> _SELECTED EXCERPT_:
------------------------------------------------------------------------

C.R.E.A.M. (Class Rules Everything Around Me)
September 27, 2016 8:14 AM   Subscribe

Why class won't go away (slTheGuardian)

Note: this long read is an excerpt of the book, Respectable: The Experience of Class by Lynsey Hanley.
posted by Kitteh (27 comments total) 43 users marked this as a favorite
 
This is a really good article. I thought this particularly succinct:

For two generations now, the state has presented ever more forcefully the idea that working-class individuals need to change in order to qualify as full citizens. In the words of the sociologist Val Gillies, the education strategy of recent governments can be summed up thus: “For the sake of their children’s future, and for the stability and security of society as a whole, working-class parents must be taught how to raise middle-class subjects.”

Relatedly, Selina Todd's Rise and Fall of the Working Class, 1910 - 2010 is a pretty good readable social history. The article's point about the shift from working-class-as-producers to working-class-as-successful-or-not-consumers dovetails with her observation that in the seventies the class discourse moved from "you rise with your class, via the union and political change" to "you aspire to rise out of your class via individual striving and individual use of state programs".

Rising with your class is the only thing that makes sense - otherwise someone still has to be on the bottom, getting exploited. I always think of Blake's "The Human Abstract": Pity would be no more/ If we did not make somebody Poor:/ And Mercy no more could be/If all were as happy as we.
posted by Frowner at 8:39 AM on September 27, 2016 [31 favorites]




Rising with your class is the only thing that makes sense - otherwise someone still has to be on the bottom, getting exploited.

To achieve goals of social change and to minimise suffering by the poorest members of society as a whole it makes sense, but for the individual then trying to rise out of your class is logical to maximise the personal benefit. And this goes double if your class is on the losing side of 'society' as the working class has been for the last 40 years or so in the UK.

On a more personal level, the other problem of rising with your class is that the links between class and opportunity in the UK in terms of accessing different career options, etc, mean that the options for someone opting to stick with rather than rise out of their class are very limited. Would they widen with a rising working class? Or is a member of the working class stuck with the limits and the slower expansion of opportunity, even where their class as a whole might be rising?

------------------------------------------------------------------------

> _RECORDS SHOWN_:
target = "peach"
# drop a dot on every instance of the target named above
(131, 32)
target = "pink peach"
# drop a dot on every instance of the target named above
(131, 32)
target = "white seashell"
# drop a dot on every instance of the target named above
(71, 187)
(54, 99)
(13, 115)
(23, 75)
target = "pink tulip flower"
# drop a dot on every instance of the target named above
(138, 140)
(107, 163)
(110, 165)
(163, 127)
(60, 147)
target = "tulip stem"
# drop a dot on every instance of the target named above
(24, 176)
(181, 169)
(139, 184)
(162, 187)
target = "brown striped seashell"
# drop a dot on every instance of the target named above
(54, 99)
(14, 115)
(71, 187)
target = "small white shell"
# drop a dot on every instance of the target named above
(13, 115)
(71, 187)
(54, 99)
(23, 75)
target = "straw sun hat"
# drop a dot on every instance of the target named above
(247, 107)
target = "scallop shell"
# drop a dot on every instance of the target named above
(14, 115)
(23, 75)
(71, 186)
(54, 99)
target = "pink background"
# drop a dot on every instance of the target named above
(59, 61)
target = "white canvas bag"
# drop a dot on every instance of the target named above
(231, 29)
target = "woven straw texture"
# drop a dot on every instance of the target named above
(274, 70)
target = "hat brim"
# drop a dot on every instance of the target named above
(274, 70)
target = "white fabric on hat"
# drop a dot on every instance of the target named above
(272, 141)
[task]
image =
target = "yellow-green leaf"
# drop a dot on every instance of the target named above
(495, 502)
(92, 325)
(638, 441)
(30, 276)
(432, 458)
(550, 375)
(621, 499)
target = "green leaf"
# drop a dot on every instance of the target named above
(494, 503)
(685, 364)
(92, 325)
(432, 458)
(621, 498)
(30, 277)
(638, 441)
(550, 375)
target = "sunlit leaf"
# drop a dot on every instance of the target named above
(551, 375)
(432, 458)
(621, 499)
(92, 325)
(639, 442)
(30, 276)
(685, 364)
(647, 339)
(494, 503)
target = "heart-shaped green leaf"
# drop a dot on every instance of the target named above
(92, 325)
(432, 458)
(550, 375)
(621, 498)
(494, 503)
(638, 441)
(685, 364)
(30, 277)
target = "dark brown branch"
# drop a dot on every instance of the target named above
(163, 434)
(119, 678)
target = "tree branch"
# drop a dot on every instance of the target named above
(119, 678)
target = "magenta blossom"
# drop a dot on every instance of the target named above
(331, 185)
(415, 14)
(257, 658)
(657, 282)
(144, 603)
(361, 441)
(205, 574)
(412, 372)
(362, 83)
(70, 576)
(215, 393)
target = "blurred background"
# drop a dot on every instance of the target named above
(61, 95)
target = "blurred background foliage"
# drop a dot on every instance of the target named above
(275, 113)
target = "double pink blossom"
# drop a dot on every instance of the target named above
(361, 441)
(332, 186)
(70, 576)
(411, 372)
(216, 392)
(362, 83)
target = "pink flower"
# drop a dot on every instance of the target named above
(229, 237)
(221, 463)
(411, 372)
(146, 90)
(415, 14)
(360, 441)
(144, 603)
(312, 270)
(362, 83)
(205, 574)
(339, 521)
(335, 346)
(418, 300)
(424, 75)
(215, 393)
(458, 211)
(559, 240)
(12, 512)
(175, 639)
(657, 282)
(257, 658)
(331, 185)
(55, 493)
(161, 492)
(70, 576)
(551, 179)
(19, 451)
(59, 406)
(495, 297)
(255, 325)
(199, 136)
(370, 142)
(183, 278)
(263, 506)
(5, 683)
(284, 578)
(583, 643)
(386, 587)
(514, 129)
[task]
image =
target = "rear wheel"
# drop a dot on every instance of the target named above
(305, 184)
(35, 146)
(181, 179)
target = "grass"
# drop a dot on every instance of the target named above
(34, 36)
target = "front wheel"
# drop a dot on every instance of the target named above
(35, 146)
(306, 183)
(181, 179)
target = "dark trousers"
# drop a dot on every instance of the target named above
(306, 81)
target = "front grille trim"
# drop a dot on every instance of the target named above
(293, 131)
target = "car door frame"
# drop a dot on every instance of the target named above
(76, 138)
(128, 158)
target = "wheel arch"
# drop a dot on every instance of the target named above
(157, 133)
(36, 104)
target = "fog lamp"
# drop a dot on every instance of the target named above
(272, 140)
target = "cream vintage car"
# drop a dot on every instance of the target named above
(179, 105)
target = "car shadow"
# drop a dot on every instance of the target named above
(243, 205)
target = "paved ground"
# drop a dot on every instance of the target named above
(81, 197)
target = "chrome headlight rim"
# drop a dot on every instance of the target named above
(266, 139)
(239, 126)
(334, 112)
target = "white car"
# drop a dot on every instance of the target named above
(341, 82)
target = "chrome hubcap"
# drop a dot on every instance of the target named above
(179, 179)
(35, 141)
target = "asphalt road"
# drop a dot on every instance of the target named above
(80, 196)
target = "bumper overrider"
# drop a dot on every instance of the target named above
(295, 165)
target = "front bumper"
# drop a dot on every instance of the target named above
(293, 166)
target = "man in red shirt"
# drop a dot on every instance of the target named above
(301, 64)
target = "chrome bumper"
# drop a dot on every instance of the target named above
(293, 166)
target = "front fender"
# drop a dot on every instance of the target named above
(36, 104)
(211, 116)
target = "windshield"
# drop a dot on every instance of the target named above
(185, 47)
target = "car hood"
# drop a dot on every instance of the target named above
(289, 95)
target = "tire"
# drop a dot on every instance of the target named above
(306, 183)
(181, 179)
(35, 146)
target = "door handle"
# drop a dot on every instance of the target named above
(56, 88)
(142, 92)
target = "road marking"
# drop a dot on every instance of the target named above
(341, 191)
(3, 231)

------------------------------------------------------------------------

> _EXERCISES_:
1. In the class discussion thread, which book is the long read an excerpt of?
2. Please repeat the part of the class discussion thread starting with "September 27, 2016 8:14" and going on through "by Lynsey Hanley.".

> _THE RESULTS_:
1. Respectable: The Experience of Class by Lynsey Hanley.

2.
September 27, 2016 8:14 AM   Subscribe

Why class won't go away (slTheGuardian)

Note: this long read is an excerpt of the book, Respectable: The Experience of Class by Lynsey Hanley.